# [Problem description]
Please print the listing below from its first line through the line containing "(1081, 121)", keeping both ends and leaving out anything after it.

# [Data extract]
◆ ◆ ◆ ◆

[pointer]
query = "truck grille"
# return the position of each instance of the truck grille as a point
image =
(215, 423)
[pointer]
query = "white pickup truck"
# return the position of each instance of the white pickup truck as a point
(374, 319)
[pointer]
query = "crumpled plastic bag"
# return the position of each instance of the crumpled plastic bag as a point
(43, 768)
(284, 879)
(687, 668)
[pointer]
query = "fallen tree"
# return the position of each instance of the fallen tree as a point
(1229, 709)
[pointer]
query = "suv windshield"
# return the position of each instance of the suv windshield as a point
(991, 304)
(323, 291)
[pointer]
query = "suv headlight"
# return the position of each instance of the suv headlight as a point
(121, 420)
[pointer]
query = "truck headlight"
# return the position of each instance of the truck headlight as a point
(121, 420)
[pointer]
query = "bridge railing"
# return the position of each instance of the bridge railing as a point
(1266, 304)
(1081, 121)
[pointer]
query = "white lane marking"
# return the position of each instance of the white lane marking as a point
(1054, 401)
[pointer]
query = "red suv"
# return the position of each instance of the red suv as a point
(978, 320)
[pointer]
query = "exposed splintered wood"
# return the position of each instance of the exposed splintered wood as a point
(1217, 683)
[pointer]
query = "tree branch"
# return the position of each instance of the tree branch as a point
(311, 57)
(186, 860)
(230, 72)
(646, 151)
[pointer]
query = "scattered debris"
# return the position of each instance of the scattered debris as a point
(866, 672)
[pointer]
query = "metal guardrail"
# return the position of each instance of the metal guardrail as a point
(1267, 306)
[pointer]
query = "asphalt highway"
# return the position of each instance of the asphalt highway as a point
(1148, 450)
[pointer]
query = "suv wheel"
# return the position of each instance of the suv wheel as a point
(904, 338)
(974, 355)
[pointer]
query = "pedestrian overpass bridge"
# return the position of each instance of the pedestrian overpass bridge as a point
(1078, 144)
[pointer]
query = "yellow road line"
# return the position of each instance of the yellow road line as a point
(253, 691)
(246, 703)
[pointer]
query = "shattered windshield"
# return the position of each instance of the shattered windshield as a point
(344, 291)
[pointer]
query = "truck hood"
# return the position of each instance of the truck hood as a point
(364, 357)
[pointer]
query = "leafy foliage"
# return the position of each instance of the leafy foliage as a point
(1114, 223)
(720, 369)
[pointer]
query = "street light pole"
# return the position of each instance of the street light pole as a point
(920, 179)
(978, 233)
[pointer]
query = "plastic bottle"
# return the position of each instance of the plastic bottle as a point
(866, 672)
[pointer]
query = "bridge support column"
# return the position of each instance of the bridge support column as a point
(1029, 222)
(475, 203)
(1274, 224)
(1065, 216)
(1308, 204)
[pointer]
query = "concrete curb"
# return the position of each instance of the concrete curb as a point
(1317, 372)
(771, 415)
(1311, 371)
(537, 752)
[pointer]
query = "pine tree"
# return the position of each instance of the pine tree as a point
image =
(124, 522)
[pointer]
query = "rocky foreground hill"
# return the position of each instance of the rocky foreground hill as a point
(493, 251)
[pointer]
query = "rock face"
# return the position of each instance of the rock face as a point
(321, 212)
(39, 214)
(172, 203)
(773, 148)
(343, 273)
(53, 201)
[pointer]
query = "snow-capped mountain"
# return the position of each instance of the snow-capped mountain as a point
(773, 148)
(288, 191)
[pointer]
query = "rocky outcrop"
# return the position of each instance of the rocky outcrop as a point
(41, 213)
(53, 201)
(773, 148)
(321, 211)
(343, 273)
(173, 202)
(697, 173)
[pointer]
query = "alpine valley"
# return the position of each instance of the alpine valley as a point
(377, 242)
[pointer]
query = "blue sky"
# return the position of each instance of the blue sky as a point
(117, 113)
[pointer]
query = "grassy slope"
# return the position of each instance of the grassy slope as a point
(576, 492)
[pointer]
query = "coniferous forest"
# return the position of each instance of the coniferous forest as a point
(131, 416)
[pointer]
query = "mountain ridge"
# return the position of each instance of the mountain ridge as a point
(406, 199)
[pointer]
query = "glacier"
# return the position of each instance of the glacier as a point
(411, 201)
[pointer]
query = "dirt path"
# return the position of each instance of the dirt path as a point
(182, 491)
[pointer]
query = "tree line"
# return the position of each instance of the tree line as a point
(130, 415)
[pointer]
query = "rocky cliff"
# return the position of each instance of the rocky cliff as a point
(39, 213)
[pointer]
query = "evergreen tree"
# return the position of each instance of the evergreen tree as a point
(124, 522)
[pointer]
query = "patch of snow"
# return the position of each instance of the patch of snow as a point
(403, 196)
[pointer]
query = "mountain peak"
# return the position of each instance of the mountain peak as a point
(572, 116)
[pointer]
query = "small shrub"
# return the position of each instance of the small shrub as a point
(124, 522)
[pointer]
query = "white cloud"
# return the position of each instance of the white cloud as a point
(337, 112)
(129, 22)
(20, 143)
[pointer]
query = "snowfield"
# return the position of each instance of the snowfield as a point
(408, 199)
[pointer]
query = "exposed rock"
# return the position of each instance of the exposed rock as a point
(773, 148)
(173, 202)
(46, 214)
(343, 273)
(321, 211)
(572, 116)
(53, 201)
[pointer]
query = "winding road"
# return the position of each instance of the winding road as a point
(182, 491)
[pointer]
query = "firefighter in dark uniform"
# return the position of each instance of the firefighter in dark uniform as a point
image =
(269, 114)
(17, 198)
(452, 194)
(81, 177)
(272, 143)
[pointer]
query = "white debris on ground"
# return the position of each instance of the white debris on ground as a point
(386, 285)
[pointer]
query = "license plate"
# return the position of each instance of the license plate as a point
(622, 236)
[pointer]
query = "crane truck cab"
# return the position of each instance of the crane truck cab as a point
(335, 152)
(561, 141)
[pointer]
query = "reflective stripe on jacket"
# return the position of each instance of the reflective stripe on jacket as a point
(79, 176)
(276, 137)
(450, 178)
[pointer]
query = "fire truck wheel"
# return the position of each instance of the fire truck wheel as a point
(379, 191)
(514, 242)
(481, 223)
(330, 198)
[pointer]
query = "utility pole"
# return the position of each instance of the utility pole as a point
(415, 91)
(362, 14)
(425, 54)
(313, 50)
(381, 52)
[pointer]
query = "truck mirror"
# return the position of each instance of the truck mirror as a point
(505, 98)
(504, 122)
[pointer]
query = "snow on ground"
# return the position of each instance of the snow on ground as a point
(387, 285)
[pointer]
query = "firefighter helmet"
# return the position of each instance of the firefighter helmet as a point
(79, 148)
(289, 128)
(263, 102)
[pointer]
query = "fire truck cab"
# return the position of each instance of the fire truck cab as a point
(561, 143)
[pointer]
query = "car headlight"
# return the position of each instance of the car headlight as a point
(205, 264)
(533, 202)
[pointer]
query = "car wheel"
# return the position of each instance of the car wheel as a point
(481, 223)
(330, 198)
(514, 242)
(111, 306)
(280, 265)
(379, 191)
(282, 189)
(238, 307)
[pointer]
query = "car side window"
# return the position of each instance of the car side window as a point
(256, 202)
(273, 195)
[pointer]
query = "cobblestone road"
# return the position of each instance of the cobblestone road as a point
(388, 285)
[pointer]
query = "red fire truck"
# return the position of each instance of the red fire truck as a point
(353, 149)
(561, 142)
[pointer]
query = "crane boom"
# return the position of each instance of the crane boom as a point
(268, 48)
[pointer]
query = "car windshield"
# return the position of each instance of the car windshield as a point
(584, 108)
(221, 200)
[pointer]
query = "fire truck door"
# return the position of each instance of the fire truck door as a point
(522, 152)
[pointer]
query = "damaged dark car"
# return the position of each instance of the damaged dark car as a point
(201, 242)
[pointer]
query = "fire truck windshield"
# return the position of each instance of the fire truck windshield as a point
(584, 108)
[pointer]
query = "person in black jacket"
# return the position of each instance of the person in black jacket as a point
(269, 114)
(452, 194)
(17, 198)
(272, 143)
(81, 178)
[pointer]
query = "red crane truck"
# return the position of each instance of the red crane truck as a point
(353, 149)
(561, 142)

◆ ◆ ◆ ◆

# [Exercise response]
[pointer]
query = "truck grille"
# return the position of each instance of the truck grille as a point
image =
(215, 423)
[pointer]
query = "white pickup truck"
# return the position of each instance of the white pickup truck as a point
(374, 319)
[pointer]
query = "crumpled plastic bag"
# return the position of each instance of the crumpled plastic bag as a point
(43, 768)
(284, 879)
(687, 668)
[pointer]
query = "fallen tree"
# return the position of each instance of the fallen tree as a point
(1229, 709)
[pointer]
query = "suv windshield"
# return the position of each instance of the suv windshield as a point
(991, 304)
(323, 291)
[pointer]
query = "suv headlight"
# return the position of each instance of the suv headlight as a point
(121, 420)
[pointer]
query = "truck headlight"
# return the position of each instance of the truck headlight as a point
(121, 420)
[pointer]
query = "bridge railing"
# return the position of each instance of the bridge railing as a point
(1266, 304)
(1081, 121)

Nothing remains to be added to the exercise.